Render every line of the records below as a Markdown table with two columns, "Row" for the row number and "Line" for the line itself. Leave out any blank lines.

[Entries for pointing and labeling]
####################
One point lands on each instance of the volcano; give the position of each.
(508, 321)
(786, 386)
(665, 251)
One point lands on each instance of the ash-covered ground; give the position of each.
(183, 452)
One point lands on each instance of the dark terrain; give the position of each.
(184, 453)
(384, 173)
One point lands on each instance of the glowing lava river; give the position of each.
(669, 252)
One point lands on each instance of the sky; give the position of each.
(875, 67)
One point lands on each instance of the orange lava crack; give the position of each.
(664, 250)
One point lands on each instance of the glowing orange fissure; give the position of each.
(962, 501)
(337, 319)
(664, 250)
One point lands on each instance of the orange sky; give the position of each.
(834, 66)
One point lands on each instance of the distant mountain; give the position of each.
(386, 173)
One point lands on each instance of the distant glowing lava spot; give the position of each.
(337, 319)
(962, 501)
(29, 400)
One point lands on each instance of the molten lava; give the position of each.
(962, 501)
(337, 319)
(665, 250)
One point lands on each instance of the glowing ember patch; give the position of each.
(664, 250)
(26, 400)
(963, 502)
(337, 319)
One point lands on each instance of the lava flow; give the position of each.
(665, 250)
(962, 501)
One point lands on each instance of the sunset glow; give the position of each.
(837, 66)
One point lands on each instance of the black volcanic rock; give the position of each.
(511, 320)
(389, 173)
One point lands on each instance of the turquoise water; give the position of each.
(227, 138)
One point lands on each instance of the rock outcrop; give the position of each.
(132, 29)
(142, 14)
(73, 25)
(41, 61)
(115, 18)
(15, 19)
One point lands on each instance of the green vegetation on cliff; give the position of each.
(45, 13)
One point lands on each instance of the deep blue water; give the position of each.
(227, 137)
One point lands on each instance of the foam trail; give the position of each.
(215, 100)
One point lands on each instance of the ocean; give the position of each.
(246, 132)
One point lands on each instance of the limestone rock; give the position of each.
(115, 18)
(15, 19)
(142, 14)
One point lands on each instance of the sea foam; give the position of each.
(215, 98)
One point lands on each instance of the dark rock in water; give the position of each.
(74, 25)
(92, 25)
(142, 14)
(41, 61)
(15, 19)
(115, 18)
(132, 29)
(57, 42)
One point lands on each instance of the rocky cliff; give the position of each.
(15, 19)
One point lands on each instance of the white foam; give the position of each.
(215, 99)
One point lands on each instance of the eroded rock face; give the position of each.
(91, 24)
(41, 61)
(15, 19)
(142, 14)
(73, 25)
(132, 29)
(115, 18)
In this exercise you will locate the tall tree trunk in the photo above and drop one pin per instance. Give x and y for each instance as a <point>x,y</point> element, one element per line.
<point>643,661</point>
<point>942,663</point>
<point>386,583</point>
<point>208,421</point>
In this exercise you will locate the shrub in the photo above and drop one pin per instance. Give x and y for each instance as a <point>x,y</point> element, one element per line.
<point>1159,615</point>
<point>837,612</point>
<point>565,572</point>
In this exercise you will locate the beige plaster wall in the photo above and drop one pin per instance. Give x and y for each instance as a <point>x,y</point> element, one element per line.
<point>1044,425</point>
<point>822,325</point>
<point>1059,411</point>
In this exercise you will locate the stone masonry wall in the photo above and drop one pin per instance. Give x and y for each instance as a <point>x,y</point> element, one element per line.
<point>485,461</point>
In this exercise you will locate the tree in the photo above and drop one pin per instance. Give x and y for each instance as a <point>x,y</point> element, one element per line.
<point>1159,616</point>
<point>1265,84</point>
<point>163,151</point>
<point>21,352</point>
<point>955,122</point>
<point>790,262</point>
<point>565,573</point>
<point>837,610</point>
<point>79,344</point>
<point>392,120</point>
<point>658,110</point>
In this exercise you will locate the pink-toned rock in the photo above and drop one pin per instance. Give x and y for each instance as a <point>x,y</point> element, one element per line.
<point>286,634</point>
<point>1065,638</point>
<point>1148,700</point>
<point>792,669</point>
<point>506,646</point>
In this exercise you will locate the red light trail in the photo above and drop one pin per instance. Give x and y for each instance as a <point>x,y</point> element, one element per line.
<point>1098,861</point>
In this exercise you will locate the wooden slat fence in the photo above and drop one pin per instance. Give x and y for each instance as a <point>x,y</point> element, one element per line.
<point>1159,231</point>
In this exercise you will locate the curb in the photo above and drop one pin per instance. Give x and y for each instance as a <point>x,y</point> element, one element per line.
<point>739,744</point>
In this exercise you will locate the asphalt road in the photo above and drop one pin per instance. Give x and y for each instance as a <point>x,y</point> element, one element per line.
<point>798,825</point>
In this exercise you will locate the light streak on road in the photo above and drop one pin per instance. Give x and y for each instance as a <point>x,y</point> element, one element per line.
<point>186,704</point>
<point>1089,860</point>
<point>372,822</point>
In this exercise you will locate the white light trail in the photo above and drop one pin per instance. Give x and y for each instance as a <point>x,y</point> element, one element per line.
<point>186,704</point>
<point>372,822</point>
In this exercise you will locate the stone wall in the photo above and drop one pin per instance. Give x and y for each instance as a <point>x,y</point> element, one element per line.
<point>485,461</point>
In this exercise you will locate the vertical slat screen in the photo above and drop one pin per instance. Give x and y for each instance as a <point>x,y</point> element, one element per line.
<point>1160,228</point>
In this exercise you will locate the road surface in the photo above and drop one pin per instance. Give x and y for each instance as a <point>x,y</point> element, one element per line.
####################
RESPONSE TO THIS TASK:
| Row | Line |
|---|---|
| 1 | One point lands on each instance of the volcano; give the position of each. |
| 2 | (508, 321) |
| 3 | (786, 386) |
| 4 | (665, 251) |
| 5 | One point lands on each instance of the ash-covered ground; give the position of each. |
| 6 | (183, 452) |
| 7 | One point lands on each instance of the dark terrain; give the position of each. |
| 8 | (184, 453) |
| 9 | (384, 173) |
| 10 | One point lands on each instance of the glowing lava river; give the position of each. |
| 11 | (669, 252) |
| 12 | One point lands on each instance of the sky; give the position of each. |
| 13 | (875, 67) |
| 14 | One point lands on each instance of the orange lava crack; give the position of each. |
| 15 | (664, 250) |
| 16 | One point lands on each instance of the glowing orange fissure; give the position of each. |
| 17 | (962, 501) |
| 18 | (337, 319) |
| 19 | (664, 250) |
| 20 | One point lands on each instance of the orange sky; give the position of each. |
| 21 | (834, 66) |
| 22 | One point lands on each instance of the distant mountain; give the position of each. |
| 23 | (386, 173) |
| 24 | One point lands on each instance of the distant glowing lava spot; give the position of each. |
| 25 | (337, 319) |
| 26 | (962, 501) |
| 27 | (29, 400) |
| 28 | One point lands on each instance of the molten lava; give the position of each. |
| 29 | (962, 501) |
| 30 | (337, 319) |
| 31 | (665, 250) |
| 32 | One point lands on each instance of the glowing ember patch; give the position of each. |
| 33 | (664, 250) |
| 34 | (26, 400) |
| 35 | (963, 502) |
| 36 | (337, 319) |
| 37 | One point lands on each instance of the lava flow; give the position of each. |
| 38 | (665, 250) |
| 39 | (962, 501) |
| 40 | One point lands on each instance of the sunset glow; give the position of each. |
| 41 | (837, 66) |
| 42 | One point lands on each instance of the black volcanic rock; give the position of each. |
| 43 | (511, 320) |
| 44 | (389, 173) |
| 45 | One point lands on each instance of the turquoise water; give the position of each. |
| 46 | (227, 138) |
| 47 | One point lands on each instance of the rock outcrop; give the position of each. |
| 48 | (132, 29) |
| 49 | (142, 14) |
| 50 | (73, 25) |
| 51 | (41, 61) |
| 52 | (115, 18) |
| 53 | (15, 19) |
| 54 | One point lands on each instance of the green vegetation on cliff; give the position of each. |
| 55 | (45, 13) |
| 56 | One point lands on each instance of the deep blue water; give the position of each. |
| 57 | (227, 137) |
| 58 | One point lands on each instance of the foam trail; give the position of each. |
| 59 | (215, 100) |
| 60 | One point lands on each instance of the ocean; give the position of each. |
| 61 | (246, 132) |
| 62 | One point lands on each instance of the limestone rock; give the position of each. |
| 63 | (115, 18) |
| 64 | (15, 19) |
| 65 | (142, 14) |
| 66 | One point lands on each instance of the sea foam; give the position of each. |
| 67 | (215, 98) |
| 68 | One point lands on each instance of the dark rock in water; give the position of each. |
| 69 | (74, 25) |
| 70 | (92, 25) |
| 71 | (142, 14) |
| 72 | (41, 61) |
| 73 | (15, 19) |
| 74 | (115, 18) |
| 75 | (132, 29) |
| 76 | (57, 42) |
| 77 | One point lands on each instance of the rocky cliff; give the position of each. |
| 78 | (15, 19) |
| 79 | One point lands on each instance of the white foam; give the position of each. |
| 80 | (215, 99) |
| 81 | One point lands on each instance of the eroded rock face; give the position of each. |
| 82 | (91, 24) |
| 83 | (41, 61) |
| 84 | (15, 19) |
| 85 | (142, 14) |
| 86 | (73, 25) |
| 87 | (132, 29) |
| 88 | (115, 18) |
| 89 | In this exercise you will locate the tall tree trunk in the photo above and drop one pin per instance. Give x and y for each instance as a <point>x,y</point> element, one element per line. |
| 90 | <point>643,661</point> |
| 91 | <point>942,663</point> |
| 92 | <point>386,583</point> |
| 93 | <point>208,421</point> |
| 94 | In this exercise you will locate the shrub in the photo above and drop one pin per instance. Give x and y for each instance as a <point>x,y</point> element, one element per line. |
| 95 | <point>1159,615</point> |
| 96 | <point>837,612</point> |
| 97 | <point>565,572</point> |
| 98 | In this exercise you will locate the beige plaster wall in the photo above and drop one pin per instance. Give x and y for each instance as a <point>x,y</point> element, one element per line. |
| 99 | <point>1044,425</point> |
| 100 | <point>822,325</point> |
| 101 | <point>1059,411</point> |
| 102 | In this exercise you will locate the stone masonry wall in the photo above and drop one pin per instance. Give x and y for each instance as a <point>x,y</point> element, one element per line. |
| 103 | <point>485,461</point> |
| 104 | In this exercise you will locate the tree in the photo above and drop one pin per instance. Give x and y for each instance as a <point>x,y</point> element, one element per line. |
| 105 | <point>1159,616</point> |
| 106 | <point>1265,84</point> |
| 107 | <point>163,151</point> |
| 108 | <point>21,352</point> |
| 109 | <point>955,122</point> |
| 110 | <point>790,262</point> |
| 111 | <point>565,573</point> |
| 112 | <point>837,610</point> |
| 113 | <point>79,344</point> |
| 114 | <point>392,120</point> |
| 115 | <point>658,110</point> |
| 116 | In this exercise you will locate the pink-toned rock in the photo above and drop one pin per instance. Give x and y for each instance as a <point>x,y</point> element, one element per line. |
| 117 | <point>286,634</point> |
| 118 | <point>1065,638</point> |
| 119 | <point>1148,700</point> |
| 120 | <point>792,669</point> |
| 121 | <point>506,646</point> |
| 122 | In this exercise you will locate the red light trail in the photo above and drop one pin per instance. Give x and y for each instance as a <point>x,y</point> element, one element per line. |
| 123 | <point>1098,861</point> |
| 124 | In this exercise you will locate the wooden slat fence in the photo above and drop one pin per instance. Give x and y for each instance as a <point>x,y</point> element, one element per line. |
| 125 | <point>1159,231</point> |
| 126 | In this exercise you will locate the curb in the photo above and drop one pin per instance. Give x and y for each instance as a <point>x,y</point> element, one element per line. |
| 127 | <point>739,744</point> |
| 128 | In this exercise you will locate the asphalt road in the photo above and drop one pin per instance. Give x and y for each instance as a <point>x,y</point> element, one element per line. |
| 129 | <point>798,825</point> |
| 130 | In this exercise you will locate the light streak on road in the photo above and drop one pin per instance. Give x and y for each instance as a <point>x,y</point> element, one element per line. |
| 131 | <point>186,704</point> |
| 132 | <point>1089,860</point> |
| 133 | <point>372,822</point> |
| 134 | In this exercise you will locate the white light trail in the photo above and drop one pin per instance. Give x and y for each instance as a <point>x,y</point> element, one element per line. |
| 135 | <point>186,704</point> |
| 136 | <point>372,822</point> |
| 137 | In this exercise you will locate the stone wall in the photo above and drop one pin per instance. Give x and y for each instance as a <point>x,y</point> element, one element per line. |
| 138 | <point>485,461</point> |
| 139 | In this exercise you will locate the vertical slat screen in the photo above and drop one pin per instance. Give x and y for each instance as a <point>x,y</point> element, one element per line. |
| 140 | <point>1160,228</point> |
| 141 | In this exercise you will locate the road surface in the photo above and drop one pin per instance. Give x and y for each instance as a <point>x,y</point> element, one element per line. |